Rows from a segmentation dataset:
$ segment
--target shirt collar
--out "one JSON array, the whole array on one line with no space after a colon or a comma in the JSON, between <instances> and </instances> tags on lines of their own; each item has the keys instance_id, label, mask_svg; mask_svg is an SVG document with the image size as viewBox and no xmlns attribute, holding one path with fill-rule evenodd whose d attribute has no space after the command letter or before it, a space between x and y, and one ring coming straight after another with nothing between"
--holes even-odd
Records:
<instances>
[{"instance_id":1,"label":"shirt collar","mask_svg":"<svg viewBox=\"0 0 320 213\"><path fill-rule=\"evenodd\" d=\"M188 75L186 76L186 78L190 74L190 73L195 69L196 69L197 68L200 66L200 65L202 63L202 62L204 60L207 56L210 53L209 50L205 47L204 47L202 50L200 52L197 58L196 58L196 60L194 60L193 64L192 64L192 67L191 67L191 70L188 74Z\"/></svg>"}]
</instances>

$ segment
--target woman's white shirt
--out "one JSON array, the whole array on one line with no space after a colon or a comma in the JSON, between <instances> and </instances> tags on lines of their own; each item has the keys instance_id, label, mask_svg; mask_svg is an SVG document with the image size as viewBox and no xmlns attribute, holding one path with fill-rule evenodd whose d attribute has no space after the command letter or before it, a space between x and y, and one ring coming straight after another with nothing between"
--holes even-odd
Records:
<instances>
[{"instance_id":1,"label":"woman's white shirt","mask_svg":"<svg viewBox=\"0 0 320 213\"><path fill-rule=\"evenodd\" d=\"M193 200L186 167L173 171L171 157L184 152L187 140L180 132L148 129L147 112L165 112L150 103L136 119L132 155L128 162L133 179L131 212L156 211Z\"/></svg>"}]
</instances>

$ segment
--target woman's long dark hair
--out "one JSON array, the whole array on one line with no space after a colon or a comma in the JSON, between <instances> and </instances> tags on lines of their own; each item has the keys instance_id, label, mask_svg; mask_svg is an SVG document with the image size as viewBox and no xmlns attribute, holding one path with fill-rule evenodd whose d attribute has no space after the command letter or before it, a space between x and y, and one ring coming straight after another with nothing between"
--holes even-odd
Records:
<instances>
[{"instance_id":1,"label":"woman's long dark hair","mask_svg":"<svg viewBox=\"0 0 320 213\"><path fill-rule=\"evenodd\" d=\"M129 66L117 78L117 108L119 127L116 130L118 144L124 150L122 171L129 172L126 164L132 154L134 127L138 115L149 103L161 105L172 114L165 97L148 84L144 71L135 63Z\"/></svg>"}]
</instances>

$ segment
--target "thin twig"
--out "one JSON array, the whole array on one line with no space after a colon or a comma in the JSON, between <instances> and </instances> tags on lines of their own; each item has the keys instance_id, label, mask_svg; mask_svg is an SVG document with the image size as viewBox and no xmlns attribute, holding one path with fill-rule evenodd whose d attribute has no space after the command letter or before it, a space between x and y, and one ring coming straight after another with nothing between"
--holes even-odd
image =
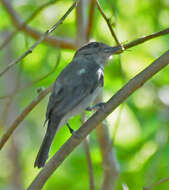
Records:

What you need to do: Gather every line of the data above that contains the string "shirt". Match case exactly.

Reply to the exercise:
--target shirt collar
[{"instance_id":1,"label":"shirt collar","mask_svg":"<svg viewBox=\"0 0 320 213\"><path fill-rule=\"evenodd\" d=\"M188 75L186 76L186 78L190 74L190 73L195 69L196 69L197 68L200 66L200 65L202 63L202 62L204 60L207 56L210 53L209 50L205 47L204 47L202 50L200 52L197 58L196 58L196 60L194 60L193 64L192 64L192 67L191 67L191 70L188 74Z\"/></svg>"}]
--target woman's white shirt
[{"instance_id":1,"label":"woman's white shirt","mask_svg":"<svg viewBox=\"0 0 320 213\"><path fill-rule=\"evenodd\" d=\"M193 200L186 167L173 171L171 157L184 152L187 140L180 132L148 129L147 112L165 112L150 103L136 119L132 155L128 162L133 179L131 212L156 211Z\"/></svg>"}]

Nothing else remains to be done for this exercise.